-- What is needed --
Repeat exactly the lines from the line containing "Where can the black" through the last line of the records below, inclusive, and nothing else.

═══ Exercise material ═══

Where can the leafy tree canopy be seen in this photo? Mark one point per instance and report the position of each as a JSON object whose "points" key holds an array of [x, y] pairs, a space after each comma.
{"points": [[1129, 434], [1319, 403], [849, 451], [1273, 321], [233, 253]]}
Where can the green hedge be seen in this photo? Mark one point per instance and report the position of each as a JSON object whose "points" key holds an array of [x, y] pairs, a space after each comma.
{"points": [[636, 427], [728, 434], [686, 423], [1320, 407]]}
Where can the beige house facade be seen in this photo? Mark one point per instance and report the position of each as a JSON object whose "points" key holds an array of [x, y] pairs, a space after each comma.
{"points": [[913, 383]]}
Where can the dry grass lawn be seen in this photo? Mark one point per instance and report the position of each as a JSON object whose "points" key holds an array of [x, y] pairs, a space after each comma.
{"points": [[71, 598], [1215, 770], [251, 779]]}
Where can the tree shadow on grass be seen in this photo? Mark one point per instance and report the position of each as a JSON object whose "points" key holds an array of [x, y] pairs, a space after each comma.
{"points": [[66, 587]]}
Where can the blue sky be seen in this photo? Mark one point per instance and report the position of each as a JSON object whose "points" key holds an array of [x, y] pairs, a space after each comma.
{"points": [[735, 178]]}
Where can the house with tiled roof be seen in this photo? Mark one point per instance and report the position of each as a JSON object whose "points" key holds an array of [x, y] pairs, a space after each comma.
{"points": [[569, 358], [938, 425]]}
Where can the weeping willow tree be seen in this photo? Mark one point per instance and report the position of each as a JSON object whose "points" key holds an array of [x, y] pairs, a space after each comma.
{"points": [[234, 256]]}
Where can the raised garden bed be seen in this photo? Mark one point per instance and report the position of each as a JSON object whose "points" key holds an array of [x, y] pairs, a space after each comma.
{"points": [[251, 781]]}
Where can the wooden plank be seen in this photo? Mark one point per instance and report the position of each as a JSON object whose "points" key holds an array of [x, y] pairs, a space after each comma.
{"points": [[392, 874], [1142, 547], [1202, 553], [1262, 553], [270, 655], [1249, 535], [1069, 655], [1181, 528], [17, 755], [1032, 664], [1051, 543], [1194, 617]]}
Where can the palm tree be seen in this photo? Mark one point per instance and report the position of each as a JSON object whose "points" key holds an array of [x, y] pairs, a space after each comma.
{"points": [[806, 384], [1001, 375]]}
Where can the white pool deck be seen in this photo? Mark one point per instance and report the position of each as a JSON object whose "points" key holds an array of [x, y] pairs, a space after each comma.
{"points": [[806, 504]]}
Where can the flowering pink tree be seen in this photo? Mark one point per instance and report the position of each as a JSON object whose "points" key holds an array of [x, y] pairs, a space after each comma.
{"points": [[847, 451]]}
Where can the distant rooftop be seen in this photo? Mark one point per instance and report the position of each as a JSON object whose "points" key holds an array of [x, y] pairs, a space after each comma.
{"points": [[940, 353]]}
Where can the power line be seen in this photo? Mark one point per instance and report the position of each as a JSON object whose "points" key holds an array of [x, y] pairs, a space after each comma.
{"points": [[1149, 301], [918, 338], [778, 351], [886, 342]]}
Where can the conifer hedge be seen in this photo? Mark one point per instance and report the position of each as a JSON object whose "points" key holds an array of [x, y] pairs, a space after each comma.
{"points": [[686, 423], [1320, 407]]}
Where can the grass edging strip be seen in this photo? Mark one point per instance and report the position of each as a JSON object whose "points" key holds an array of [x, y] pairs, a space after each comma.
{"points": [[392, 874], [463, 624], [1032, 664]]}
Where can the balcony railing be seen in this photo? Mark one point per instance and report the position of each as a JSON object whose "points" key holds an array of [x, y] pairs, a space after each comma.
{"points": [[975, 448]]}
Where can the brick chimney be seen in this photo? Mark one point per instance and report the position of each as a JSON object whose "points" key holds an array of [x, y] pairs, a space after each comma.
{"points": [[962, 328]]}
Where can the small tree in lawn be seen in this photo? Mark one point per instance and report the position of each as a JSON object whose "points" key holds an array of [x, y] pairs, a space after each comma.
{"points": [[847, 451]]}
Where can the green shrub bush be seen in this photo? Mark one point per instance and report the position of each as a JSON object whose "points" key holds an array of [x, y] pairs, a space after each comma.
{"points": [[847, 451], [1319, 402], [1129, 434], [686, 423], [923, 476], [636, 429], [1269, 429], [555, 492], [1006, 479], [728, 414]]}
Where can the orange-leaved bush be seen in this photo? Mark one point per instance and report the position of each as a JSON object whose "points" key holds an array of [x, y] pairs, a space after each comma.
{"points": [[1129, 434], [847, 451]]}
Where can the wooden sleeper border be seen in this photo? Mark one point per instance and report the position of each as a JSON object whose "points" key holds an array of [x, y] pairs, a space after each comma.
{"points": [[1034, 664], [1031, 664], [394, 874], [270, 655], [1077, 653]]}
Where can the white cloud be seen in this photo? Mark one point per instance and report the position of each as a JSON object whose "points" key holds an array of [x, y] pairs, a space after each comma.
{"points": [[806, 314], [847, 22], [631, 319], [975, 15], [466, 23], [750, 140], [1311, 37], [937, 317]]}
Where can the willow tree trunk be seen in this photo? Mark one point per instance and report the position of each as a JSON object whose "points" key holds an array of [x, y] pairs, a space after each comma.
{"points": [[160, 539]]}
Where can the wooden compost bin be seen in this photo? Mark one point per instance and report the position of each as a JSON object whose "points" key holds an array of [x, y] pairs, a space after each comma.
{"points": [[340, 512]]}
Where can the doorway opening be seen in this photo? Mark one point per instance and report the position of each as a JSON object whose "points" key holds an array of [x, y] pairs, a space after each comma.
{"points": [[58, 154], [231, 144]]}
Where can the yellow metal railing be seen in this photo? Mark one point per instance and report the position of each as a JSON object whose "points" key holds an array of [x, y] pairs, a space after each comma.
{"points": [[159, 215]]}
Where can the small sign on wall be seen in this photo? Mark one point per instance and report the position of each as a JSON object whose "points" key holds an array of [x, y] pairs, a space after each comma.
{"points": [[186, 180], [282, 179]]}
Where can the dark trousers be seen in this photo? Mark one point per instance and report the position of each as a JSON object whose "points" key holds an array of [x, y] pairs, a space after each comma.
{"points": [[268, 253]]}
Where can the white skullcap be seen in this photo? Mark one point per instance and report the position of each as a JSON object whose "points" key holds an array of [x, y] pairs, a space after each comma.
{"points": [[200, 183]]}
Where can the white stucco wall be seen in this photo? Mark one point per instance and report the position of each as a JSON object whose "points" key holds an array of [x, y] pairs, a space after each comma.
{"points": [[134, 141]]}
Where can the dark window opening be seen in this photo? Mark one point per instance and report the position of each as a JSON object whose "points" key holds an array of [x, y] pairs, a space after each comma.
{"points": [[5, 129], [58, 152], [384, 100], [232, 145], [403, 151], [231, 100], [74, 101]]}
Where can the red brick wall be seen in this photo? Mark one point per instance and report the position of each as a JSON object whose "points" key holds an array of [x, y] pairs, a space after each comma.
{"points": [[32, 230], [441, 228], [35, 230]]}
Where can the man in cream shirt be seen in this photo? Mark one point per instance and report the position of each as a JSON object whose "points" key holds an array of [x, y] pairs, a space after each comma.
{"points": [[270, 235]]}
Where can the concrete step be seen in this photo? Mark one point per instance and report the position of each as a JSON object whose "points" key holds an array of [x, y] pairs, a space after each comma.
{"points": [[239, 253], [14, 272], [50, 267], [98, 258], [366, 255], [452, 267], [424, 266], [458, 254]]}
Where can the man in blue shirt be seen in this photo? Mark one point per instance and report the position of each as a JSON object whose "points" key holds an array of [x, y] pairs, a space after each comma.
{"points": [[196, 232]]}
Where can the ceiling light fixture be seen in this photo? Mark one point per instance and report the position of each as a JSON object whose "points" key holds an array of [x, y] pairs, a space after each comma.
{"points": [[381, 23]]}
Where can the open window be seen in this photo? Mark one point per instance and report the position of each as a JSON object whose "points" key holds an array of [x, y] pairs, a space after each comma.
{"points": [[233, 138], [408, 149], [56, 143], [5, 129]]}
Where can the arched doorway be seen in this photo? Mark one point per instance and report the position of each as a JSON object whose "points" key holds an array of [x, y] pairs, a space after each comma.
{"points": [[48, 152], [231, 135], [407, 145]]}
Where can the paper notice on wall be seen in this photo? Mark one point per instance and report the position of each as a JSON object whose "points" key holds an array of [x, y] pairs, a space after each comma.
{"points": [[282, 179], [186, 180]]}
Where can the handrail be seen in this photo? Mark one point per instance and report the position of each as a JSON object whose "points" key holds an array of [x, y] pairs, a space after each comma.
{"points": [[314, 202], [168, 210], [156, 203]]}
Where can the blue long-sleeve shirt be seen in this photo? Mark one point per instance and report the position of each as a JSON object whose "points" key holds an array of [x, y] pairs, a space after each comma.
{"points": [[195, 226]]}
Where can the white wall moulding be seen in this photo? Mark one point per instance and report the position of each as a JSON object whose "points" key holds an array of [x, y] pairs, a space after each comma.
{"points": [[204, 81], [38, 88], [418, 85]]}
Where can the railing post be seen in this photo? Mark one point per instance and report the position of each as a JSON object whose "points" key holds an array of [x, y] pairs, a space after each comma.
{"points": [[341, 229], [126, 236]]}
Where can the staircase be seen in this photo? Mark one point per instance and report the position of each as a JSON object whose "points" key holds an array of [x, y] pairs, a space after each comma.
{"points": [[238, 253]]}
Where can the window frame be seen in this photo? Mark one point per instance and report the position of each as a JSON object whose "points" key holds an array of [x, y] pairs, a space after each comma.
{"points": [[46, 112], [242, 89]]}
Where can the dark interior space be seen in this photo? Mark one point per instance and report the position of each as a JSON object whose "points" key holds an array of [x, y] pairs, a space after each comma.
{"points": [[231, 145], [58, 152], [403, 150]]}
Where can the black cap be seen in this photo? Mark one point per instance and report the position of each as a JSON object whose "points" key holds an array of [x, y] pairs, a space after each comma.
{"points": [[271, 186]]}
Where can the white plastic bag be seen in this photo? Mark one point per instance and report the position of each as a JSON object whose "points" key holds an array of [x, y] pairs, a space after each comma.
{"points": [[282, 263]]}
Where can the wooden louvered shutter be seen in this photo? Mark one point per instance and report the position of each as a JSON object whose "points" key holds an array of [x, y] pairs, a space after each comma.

═══

-- Exercise result --
Where can the black cap be seen in this photo? Mark one point per instance and report the position of each as a JSON object whose "points" key holds an array of [x, y] pairs, a space after each comma.
{"points": [[271, 186]]}
Where can the white plastic bag be seen in this photo? Mark one point per instance and report the position of each as a JSON object whose "points" key holds an array of [x, y] pairs, a space after each comma.
{"points": [[282, 263]]}
Where can the wooden louvered shutter be seen in this photo? Mark one point per instance and report the position of each as a JSON object whose "points" key holds an array of [x, y] pairs, a space after each comma.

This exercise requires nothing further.